──────── Source

La majorité du Parlement à Berne a fabriqué une «préférence indigène light», au lieu de réaliser le mandat constitutionnel d’une régulation souveraine de l’immigration (Constitution fédérale art. 121a). Il en a résulté une loi si édulcorée que la Commission européenne n’en prend pas seulement connaissance avec bienveillance, mais de surcroît elle se permet de préciser dans une déclaration de presse qu’elle «a non seulement accompagné mais aussi un peu dirigé» le processus législatif (cf. encadré).
Et du point de vue suisse: il n’est pas tout à fait clair quels intérêts les conseillers fédéraux et leur entourage ont défendus lors de leurs visites fréquentes à Bruxelles depuis la votation populaire du 9 février 2014. En tout cas, après deux ans et demi de navettes entre Berne et Bruxelles, le Conseil fédéral a communiqué au Parlement suisse les exigences de la Commission européenne: étant donné que Bruxelles ne veut pas renégocier la libre circulation des personnes, le Parlement doit mettre en œuvre l’article 121a Cst. pour la gestion de l’immigration de manière à ce que la libre circulation ne soit pas remise en question.

Par Marianne Wüthrich, docteur en droit

Le communiqué de presse de la Commission européenne du 22 décembre 2016 est clair comme de l’eau de roche. A Bruxelles, il n’y a pas eu d’échanges d’égal à égal; les Suisses ont été «dirigés», pour ne pas dire qu’on leur a «dicté» ce qu’ils avaient à faire: «Les autorités suisses et les institutions européennes n’ont pas ménagé leurs efforts afin d’aboutir à une solution concertée qui soit en mesure de garantir la pleine intégrité de l’un de nos principes fondateurs: la libre circulation des personnes. La Commission suivra étroitement la mise en œuvre de cette solution.» M. Junker communique même, comment et où le Conseil fédéral doit rédiger les dispositions d’exécution de la modification législative: «[…] la Commission exprime le souhait que le travail de transposition et de clarification se fasse dans un esprit d’étroite coopération, notamment dans le cadre du comité conjoint de l’accord de libre circulation des personnes.»1 Commentaire superflu!

────────────────

Travail à faire |
- 1) Répondez à ces questions d'après le texte sur l'immigration en Suisse :
(a) Quel article de la Constitution fédérale porte sur la régulation de l'immigration ?
(b) À quelle date a eu lieu la votation populaire ?
(c) De quand date le communiqué de presse de la Commission européenne ?
- 2) Relevez dans le texte sur l'immigration en Suisse tous les passages entre guillemets « » qui comptent cinq mots au plus.
Le matériel n'a aucun rapport avec le texte sur l'immigration en Suisse.

──────── Matériel

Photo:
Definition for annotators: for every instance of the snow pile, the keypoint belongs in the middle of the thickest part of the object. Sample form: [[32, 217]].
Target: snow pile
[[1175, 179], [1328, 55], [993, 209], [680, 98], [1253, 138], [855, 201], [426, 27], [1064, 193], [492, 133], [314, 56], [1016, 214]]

────────────────

Réponses par tâche |
- 1)
(a) L'article 121a.
(b) Le 9 février 2014.
(c) Du 22 décembre 2016.

- 2)
préférence indigène light
dirigés
dicté